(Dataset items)

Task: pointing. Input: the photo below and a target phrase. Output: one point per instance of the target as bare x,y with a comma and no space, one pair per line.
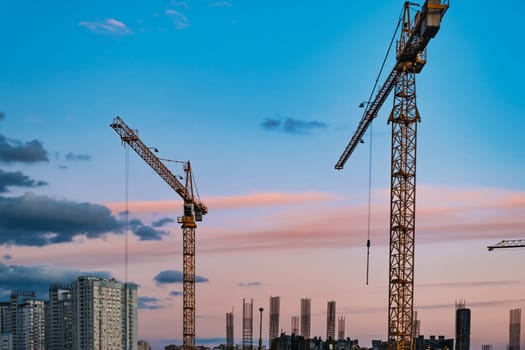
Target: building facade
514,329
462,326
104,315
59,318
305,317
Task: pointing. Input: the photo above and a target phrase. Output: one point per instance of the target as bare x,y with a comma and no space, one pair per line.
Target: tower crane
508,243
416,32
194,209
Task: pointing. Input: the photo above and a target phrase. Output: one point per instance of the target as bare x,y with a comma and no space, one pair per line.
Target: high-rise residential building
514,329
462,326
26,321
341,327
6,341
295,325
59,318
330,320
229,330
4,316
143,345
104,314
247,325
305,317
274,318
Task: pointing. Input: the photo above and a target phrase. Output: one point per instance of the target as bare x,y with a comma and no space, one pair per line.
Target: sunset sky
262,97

...

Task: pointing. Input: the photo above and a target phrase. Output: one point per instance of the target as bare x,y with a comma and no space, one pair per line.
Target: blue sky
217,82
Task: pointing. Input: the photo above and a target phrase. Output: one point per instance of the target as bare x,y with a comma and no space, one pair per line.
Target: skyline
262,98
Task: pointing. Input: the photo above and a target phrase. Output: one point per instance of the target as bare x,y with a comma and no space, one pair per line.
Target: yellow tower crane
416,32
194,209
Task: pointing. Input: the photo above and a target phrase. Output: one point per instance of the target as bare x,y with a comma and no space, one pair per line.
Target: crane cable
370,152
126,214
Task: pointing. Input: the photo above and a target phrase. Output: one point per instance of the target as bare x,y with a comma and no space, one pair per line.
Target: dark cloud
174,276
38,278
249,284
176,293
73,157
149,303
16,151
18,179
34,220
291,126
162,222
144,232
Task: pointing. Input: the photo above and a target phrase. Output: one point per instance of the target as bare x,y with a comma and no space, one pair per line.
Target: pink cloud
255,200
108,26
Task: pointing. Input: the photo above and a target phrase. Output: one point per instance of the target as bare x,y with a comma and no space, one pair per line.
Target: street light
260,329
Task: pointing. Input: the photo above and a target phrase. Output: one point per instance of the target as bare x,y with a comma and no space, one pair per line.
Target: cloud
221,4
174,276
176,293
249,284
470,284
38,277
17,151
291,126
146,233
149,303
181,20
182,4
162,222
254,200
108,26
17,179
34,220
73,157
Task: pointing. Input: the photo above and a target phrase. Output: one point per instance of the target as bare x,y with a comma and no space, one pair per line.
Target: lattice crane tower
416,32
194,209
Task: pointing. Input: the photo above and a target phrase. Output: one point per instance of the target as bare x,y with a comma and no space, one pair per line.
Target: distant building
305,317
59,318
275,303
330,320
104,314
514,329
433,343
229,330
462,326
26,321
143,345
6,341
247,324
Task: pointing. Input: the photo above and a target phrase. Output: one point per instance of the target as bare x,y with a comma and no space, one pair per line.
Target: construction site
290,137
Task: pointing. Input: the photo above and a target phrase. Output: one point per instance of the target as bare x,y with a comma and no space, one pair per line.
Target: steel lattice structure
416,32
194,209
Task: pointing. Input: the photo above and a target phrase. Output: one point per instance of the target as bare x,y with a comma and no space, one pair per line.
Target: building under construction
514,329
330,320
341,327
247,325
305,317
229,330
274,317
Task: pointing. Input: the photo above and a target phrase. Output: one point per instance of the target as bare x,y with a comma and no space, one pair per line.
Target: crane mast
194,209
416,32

* * *

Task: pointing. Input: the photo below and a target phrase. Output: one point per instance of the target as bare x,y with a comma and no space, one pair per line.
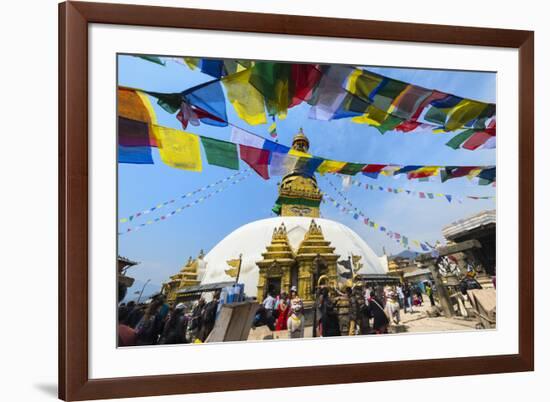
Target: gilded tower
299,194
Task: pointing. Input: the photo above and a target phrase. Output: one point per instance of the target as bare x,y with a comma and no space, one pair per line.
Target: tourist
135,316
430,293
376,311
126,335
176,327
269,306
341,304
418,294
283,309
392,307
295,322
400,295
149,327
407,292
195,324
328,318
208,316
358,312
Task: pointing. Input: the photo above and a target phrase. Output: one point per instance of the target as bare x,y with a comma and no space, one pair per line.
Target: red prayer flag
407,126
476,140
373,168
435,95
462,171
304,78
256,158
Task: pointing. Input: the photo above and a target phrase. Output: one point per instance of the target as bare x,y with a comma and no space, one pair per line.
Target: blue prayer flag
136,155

## WHAT IS BEING ASKED
Pull out every line of the records that contains the string "prayer", copying each one in full.

## SOLUTION BELOW
Target: red prayer flag
Target: blue prayer flag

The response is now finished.